The request | Pull out every line of the data below that contains the word "door". Case counts.

┌─ Exercise inputs

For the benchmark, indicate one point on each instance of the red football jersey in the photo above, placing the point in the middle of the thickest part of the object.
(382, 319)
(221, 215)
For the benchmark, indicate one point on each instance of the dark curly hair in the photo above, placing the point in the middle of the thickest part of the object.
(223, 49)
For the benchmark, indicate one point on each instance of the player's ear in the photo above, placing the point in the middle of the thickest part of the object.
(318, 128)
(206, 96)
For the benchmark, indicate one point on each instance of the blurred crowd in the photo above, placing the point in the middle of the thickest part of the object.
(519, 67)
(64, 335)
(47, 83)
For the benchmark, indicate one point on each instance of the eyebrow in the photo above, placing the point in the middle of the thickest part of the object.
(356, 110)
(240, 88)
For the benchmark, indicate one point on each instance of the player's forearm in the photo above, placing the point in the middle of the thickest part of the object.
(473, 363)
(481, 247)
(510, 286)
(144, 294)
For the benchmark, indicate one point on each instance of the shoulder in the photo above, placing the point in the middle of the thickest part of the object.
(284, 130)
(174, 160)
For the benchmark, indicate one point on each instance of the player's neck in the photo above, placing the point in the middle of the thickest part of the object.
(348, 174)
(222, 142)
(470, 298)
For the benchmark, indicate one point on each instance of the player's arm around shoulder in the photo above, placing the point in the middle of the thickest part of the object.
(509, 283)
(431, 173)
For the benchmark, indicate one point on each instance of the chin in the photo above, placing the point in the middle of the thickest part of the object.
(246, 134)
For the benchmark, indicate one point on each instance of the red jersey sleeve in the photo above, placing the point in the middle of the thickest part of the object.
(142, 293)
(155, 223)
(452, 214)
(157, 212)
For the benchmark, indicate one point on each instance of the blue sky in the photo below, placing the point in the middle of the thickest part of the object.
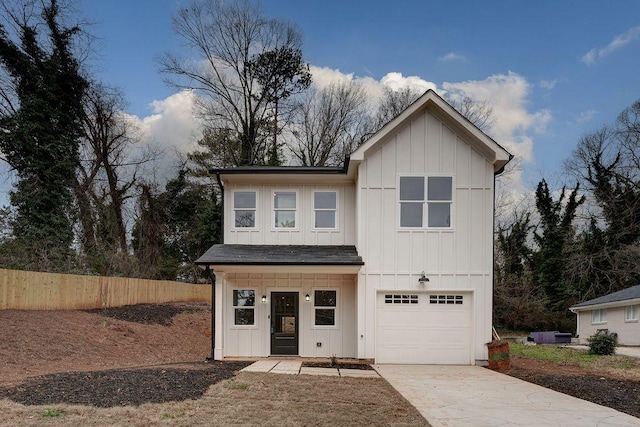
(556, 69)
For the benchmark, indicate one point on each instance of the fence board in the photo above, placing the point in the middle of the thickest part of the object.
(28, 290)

└─
┌─ Exercise inputs

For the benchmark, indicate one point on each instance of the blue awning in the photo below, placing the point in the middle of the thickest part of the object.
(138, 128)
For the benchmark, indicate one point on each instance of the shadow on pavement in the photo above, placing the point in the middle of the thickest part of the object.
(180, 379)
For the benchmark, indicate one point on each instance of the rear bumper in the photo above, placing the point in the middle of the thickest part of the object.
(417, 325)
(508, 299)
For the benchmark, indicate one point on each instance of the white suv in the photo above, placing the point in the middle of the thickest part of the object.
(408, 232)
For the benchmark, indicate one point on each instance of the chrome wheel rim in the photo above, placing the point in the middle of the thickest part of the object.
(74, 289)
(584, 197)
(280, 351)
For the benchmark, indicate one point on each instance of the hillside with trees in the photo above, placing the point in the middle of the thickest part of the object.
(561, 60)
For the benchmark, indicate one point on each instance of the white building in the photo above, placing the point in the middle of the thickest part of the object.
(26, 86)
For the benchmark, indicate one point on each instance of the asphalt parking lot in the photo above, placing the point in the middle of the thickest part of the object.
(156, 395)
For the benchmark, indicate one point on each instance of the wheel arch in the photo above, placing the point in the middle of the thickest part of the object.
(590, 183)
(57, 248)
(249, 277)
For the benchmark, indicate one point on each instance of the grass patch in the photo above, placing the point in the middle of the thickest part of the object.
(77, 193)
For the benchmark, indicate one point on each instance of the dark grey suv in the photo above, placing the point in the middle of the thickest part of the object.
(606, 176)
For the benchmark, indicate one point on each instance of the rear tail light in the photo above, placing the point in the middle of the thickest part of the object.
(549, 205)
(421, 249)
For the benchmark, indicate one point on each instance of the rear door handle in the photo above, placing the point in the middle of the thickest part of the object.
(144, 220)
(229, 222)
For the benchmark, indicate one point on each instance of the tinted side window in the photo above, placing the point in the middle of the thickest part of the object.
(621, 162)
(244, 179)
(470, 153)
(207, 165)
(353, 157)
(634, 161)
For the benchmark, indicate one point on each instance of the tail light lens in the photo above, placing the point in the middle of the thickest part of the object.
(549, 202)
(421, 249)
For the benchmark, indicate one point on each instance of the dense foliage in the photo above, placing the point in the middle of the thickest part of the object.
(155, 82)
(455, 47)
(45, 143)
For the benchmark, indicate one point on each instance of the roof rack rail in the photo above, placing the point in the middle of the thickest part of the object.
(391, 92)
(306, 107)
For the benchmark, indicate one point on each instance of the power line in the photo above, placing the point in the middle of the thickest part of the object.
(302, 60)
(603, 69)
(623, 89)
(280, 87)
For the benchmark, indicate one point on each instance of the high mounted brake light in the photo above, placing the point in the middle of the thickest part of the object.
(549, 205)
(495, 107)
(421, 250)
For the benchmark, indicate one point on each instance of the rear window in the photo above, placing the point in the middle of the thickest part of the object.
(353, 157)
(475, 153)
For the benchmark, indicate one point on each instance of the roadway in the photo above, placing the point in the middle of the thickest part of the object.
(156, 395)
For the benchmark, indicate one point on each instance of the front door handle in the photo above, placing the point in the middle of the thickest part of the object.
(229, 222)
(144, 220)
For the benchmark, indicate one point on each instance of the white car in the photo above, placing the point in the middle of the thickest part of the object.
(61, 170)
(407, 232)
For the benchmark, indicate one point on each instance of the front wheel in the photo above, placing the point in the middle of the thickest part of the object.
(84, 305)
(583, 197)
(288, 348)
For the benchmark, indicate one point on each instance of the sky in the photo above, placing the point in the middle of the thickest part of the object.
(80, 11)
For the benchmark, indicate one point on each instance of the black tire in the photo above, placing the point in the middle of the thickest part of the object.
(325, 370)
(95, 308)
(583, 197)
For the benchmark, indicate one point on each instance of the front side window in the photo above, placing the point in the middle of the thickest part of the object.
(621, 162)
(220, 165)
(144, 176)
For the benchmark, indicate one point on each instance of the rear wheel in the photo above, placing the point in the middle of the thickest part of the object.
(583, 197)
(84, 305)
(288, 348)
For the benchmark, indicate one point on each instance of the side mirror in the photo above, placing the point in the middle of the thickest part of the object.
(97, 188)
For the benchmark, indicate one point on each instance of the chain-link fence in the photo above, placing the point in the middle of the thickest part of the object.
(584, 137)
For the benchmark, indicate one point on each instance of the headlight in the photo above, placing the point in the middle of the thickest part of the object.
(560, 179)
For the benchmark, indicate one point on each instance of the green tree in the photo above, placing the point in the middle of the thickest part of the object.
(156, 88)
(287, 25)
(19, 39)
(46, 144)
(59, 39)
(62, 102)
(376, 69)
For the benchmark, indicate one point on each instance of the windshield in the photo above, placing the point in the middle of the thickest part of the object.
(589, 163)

└─

Written reply |
For the benchmark, indicate one point on each instance of the rear door handle in the photo above, placing the point in the middle of the thickest part of the object.
For the benchmark, indicate one point on each instance of the front door handle in the photo above, placing the point in the middle of the thickest part of the object.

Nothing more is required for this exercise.